## WHAT THIS TASK INVOLVES
All of the data below needs to be set down once more, exactly as written.

-=-=-=-=-

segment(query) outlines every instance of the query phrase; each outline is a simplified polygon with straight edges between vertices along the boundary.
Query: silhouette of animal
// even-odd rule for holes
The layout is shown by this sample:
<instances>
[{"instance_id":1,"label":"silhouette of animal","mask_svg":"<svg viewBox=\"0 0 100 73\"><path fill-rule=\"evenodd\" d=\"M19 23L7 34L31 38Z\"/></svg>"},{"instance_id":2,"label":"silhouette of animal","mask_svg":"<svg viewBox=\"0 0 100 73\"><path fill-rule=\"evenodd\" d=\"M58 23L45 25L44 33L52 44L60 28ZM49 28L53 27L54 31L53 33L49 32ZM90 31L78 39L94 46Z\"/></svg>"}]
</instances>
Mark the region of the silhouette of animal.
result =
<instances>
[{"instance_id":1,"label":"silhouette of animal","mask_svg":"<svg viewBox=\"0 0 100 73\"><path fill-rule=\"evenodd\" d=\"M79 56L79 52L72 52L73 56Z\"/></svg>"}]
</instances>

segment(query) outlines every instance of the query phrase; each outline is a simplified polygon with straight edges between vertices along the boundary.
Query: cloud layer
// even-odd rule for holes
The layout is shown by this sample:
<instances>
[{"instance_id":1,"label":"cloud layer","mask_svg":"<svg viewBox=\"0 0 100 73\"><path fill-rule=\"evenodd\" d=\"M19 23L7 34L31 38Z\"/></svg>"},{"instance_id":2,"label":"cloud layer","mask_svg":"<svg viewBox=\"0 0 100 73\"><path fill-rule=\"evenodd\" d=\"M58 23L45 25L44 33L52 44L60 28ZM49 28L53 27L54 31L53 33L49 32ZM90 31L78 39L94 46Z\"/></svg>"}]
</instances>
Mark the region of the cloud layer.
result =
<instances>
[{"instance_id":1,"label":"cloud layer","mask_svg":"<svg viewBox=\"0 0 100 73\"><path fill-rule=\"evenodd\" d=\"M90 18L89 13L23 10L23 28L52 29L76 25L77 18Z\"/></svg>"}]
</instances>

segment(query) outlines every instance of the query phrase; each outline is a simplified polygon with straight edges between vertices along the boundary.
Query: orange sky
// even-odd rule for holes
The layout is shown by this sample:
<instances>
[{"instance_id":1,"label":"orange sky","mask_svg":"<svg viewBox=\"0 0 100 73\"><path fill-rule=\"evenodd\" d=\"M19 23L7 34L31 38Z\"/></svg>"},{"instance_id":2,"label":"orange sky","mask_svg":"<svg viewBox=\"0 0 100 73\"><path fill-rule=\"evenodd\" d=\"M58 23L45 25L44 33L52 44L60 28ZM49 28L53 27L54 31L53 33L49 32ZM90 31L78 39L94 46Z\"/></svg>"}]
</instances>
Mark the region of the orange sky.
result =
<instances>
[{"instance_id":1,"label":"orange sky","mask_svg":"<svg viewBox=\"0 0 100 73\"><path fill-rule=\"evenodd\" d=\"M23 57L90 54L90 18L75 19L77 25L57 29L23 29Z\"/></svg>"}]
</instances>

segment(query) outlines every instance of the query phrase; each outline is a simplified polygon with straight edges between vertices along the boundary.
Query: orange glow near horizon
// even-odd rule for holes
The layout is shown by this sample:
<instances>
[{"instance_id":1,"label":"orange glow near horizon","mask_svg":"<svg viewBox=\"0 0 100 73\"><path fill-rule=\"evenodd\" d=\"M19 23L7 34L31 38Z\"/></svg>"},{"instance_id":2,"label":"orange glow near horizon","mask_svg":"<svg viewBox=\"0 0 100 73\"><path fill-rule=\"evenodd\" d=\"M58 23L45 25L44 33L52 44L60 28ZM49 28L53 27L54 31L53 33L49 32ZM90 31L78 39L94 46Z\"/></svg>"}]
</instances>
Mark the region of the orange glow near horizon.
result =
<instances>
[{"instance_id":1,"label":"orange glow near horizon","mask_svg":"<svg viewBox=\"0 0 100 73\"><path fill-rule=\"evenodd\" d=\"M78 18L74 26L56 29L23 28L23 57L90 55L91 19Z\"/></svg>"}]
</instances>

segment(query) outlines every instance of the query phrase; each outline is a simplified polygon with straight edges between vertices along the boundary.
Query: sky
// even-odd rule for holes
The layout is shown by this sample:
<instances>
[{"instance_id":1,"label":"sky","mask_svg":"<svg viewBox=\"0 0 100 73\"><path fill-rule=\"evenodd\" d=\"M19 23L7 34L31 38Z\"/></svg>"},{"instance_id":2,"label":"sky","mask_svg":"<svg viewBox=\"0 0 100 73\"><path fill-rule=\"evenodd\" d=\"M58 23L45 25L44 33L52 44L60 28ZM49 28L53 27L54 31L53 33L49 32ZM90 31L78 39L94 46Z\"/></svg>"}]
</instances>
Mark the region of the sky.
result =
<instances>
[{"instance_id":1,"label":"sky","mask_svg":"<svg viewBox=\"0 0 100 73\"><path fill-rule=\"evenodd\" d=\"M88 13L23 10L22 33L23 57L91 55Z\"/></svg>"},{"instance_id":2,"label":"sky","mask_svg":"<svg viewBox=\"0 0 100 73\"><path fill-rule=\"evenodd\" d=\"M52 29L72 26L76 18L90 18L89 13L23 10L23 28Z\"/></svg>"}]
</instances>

-=-=-=-=-

## EXPECTED ANSWER
segment(query) outlines every instance of the query phrase; each outline is a simplified polygon with straight edges between vertices along the boundary.
Query: silhouette of animal
// even-odd rule for holes
The layout is shown by this sample:
<instances>
[{"instance_id":1,"label":"silhouette of animal","mask_svg":"<svg viewBox=\"0 0 100 73\"><path fill-rule=\"evenodd\" d=\"M19 23L7 34L31 38Z\"/></svg>"},{"instance_id":2,"label":"silhouette of animal","mask_svg":"<svg viewBox=\"0 0 100 73\"><path fill-rule=\"evenodd\" d=\"M58 23L45 25L44 33L52 44L60 28ZM49 28L53 27L54 31L53 33L49 32ZM90 31L78 39L94 46Z\"/></svg>"}]
</instances>
Mark the region of the silhouette of animal.
result =
<instances>
[{"instance_id":1,"label":"silhouette of animal","mask_svg":"<svg viewBox=\"0 0 100 73\"><path fill-rule=\"evenodd\" d=\"M79 56L79 52L72 52L73 56Z\"/></svg>"}]
</instances>

segment(query) outlines every instance of the query phrase; each outline is a simplified polygon with straight edges between vertices along the boundary.
Query: cloud layer
// even-odd rule for holes
The layout is shown by this sample:
<instances>
[{"instance_id":1,"label":"cloud layer","mask_svg":"<svg viewBox=\"0 0 100 73\"><path fill-rule=\"evenodd\" d=\"M19 23L7 34L31 38Z\"/></svg>"},{"instance_id":2,"label":"cloud layer","mask_svg":"<svg viewBox=\"0 0 100 73\"><path fill-rule=\"evenodd\" d=\"M58 23L45 25L44 33L52 44L60 28ZM49 28L53 27L54 31L53 33L49 32ZM90 31L78 39L94 46Z\"/></svg>"}]
</instances>
Mark the region of the cloud layer.
result =
<instances>
[{"instance_id":1,"label":"cloud layer","mask_svg":"<svg viewBox=\"0 0 100 73\"><path fill-rule=\"evenodd\" d=\"M90 18L89 13L23 10L23 28L52 29L76 25L77 18Z\"/></svg>"}]
</instances>

segment(query) outlines every instance of the query phrase; each outline is a simplified polygon with straight edges between vertices along the boundary.
Query: orange sky
// even-odd rule for holes
The layout is shown by this sample:
<instances>
[{"instance_id":1,"label":"orange sky","mask_svg":"<svg viewBox=\"0 0 100 73\"><path fill-rule=\"evenodd\" d=\"M19 23L7 34L31 38Z\"/></svg>"},{"instance_id":2,"label":"orange sky","mask_svg":"<svg viewBox=\"0 0 100 73\"><path fill-rule=\"evenodd\" d=\"M58 23L45 25L44 33L52 44L60 28ZM49 28L53 27L54 31L53 33L49 32ZM90 31L78 39L94 46Z\"/></svg>"}]
</instances>
Mark the region of the orange sky.
result =
<instances>
[{"instance_id":1,"label":"orange sky","mask_svg":"<svg viewBox=\"0 0 100 73\"><path fill-rule=\"evenodd\" d=\"M23 57L90 54L90 18L75 19L77 25L57 29L23 29Z\"/></svg>"}]
</instances>

segment(query) outlines every instance of the query phrase; each outline is a simplified polygon with straight edges between vertices along the boundary.
Query: orange glow near horizon
// even-odd rule for holes
The layout is shown by this sample:
<instances>
[{"instance_id":1,"label":"orange glow near horizon","mask_svg":"<svg viewBox=\"0 0 100 73\"><path fill-rule=\"evenodd\" d=\"M19 23L7 34L31 38Z\"/></svg>"},{"instance_id":2,"label":"orange glow near horizon","mask_svg":"<svg viewBox=\"0 0 100 73\"><path fill-rule=\"evenodd\" d=\"M58 23L45 25L44 33L52 44L60 28ZM49 28L53 27L54 31L53 33L49 32ZM90 31L78 39L94 46Z\"/></svg>"}]
</instances>
Mark the region of the orange glow near horizon.
result =
<instances>
[{"instance_id":1,"label":"orange glow near horizon","mask_svg":"<svg viewBox=\"0 0 100 73\"><path fill-rule=\"evenodd\" d=\"M78 18L74 26L56 29L23 28L23 57L90 55L91 19Z\"/></svg>"}]
</instances>

segment(query) outlines every instance of the query phrase; each outline is a simplified polygon with straight edges between vertices along the boundary.
Query: sky
// even-odd rule for holes
The layout is shown by this sample:
<instances>
[{"instance_id":1,"label":"sky","mask_svg":"<svg viewBox=\"0 0 100 73\"><path fill-rule=\"evenodd\" d=\"M19 23L7 34L31 38Z\"/></svg>"},{"instance_id":2,"label":"sky","mask_svg":"<svg viewBox=\"0 0 100 73\"><path fill-rule=\"evenodd\" d=\"M58 23L45 25L44 33L52 44L60 28ZM49 28L53 27L54 31L53 33L49 32ZM90 31L78 39L94 46Z\"/></svg>"}]
</instances>
Mark the region of the sky.
result =
<instances>
[{"instance_id":1,"label":"sky","mask_svg":"<svg viewBox=\"0 0 100 73\"><path fill-rule=\"evenodd\" d=\"M88 13L23 10L22 33L23 57L91 55Z\"/></svg>"},{"instance_id":2,"label":"sky","mask_svg":"<svg viewBox=\"0 0 100 73\"><path fill-rule=\"evenodd\" d=\"M52 29L72 26L76 18L90 18L89 13L23 10L23 28Z\"/></svg>"}]
</instances>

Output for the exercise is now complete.